## Instrução dada
Segundo o perfil de Karl Korsch, por que ele foi rebaixado de tenente para sargento?

## Trecho da página
━━━━

Perfis da Esquerda Comunista: Karl Korsch

Perfis da Esquerda Comunista: Karl Korsch

O segundo número dedicado a esta série, apresenta aquele que foi o mais tardio dos principais teóricos militantes dessa corrente, Karl Korsch (1886-1961). Tardio no sentido de chegar às concepções da Esquerda Comunista Germano-Holandesa após ter passado por ondas de superação prática e política que começaram pelo socialismo fabiano, passando pela social-democracia e, por fim, pelo bolchevismo.

Biografia: uma trajetória peculiar

Filho de pais cuja origem era de médios proprietários rurais da Prússia alemã, Korsch se graduou em Direito e iniciou sua militância política durante os anos de universidade no movimento estudantil, onde tentou aproximar estudantes de operários e socialistas. Nesse período militou na juventude do Partido Social Democrata Alemão (SPD), porém sem se filiar. Em 1912, mudou-se para a Inglaterra, lá permanecendo até o início da II Guerra Mundial em 1914, quando foi chamado para servir no exército alemão.

Por ter sido totalmente fora do padrão esperado para um militar, sua participação na guerra merece destaque: a) enviado para a Bélgica, atuou decididamente contra a guerra, colocando-se o objetivo de fazer retornar para seus lares o maior número possível de pessoas do seu regimento ao invés de tentar matar o máximo de pessoas; b) recebeu a patente de tenente e em 15 dias foi rebaixado para sargento por protestar contra a invasão da Bélgica, um país neutro, pela Alemanha; c) se impôs a tarefa de evitar que o exército saqueasse a população belga, fazendo que seus colegas pagassem pelo que pegassem; d) durante toda a guerra não portou fuzis e sabres, alegando que ali, ninguém estava seguro por estar armado; e) combinou coerência ideológica com bravura no campo de batalha ao se voluntariar para patrulhas – foi condecorado apenas pelo fato de voltar delas com vida -, redigir informes e relatórios de qualidade e fornecer ideias sobre deslocamento de tropas; f) em 1918, fruto do prestígio conquistado por sua postura, foi promovido a capitão e, com o início da Revolução Alemã, eleito para o conselho de soldados, embora dela não tenha participado diretamente por sua unidade ser do interior. Essa experiência prática dos Conselhos, o marcaria para sempre.

━━━━

## Dados disponíveis
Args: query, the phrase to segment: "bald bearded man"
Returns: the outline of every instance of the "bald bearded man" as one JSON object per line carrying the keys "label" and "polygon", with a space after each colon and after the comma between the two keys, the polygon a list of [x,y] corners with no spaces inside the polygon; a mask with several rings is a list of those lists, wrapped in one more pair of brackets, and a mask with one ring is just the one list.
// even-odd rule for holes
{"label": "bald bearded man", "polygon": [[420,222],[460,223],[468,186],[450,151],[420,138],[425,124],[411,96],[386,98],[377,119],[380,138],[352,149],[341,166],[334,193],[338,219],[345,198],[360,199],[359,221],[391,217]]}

━━━━

## Resposta desenvolvida
Porque protestou contra a invasão da Bélgica, um país neutro, pela Alemanha.